#### Text block ####

Densho Digital Archive
Manzanar National Historic Site Collection
Title: Roy Murakami Interview
Narrator: Roy Murakami
Interviewer: Richard Potashin
Location: North Hollywood, California
Date: January 8, 2009
Densho ID: denshovh-mroy_3-01-0029

<Begin Segment 29>

RP: Well you, you did a little work in camp too even though you were, you were young. When you were fourteen you worked at the chicken ranch.

RM: Yeah.

RP: Tell us, tell us what you did there?

RM: Mainly mix feed. We used to go out... there was one man, well, he was not young, old, he was about twenty, not quite twenty, I think. Anyway, he would go out and we would go out to the farm and cut some, some alfalfa, bring it back and mix it with grain. I got muscles then because those bags were 120 pounds. So used to did that and it was good. They used to call me "Yangu, Yangu," That means young one. And so, "You go get the lunch." "I don't know how to drive." "You take this car and you go down." So I'd have to get in it and drive.

RP: Oh you drove down to get lunch?

RM: [Nods head.] First time I learned how to drive.

RP: Where would you go? Block 3?

RM: Yeah. Three, kitchen.

RP: They had the best food?

RM: Not necessarily, but it was the closest one and not bad. I think it was... one of the kitchen was pretty good. Ten or something like that was supposed to be really good. It wasn't bad.

RP: Huh, so you were the gopher?

RM: Gopher. Go-fer this, go-fer that.

RP: But then you advanced a little and you ended up feeding the chickens and...

#### Data listing ####

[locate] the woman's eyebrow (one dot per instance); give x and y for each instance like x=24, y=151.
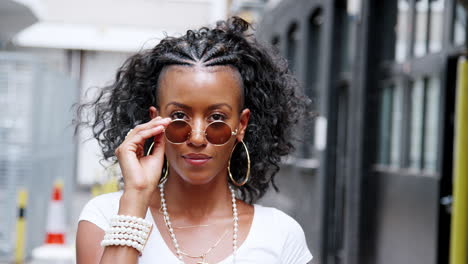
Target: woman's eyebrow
x=178, y=105
x=211, y=107
x=214, y=106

####

> [Stated problem 1]: List every field label that appears in the header of the interview transcript, before the first segment marker.
> [Stated problem 2]: Update the rows by replacing "eyebrow" with "eye" wherever it occurs, leaving everything else unchanged. Omit the picture from your answer.

> [Written reply 1]: Title, Narrator, Interviewer, Location, Date, Densho ID

> [Written reply 2]:
[locate] the woman's eye (one dot per instance); give x and y for each instance like x=24, y=151.
Target: woman's eye
x=178, y=105
x=211, y=107
x=214, y=106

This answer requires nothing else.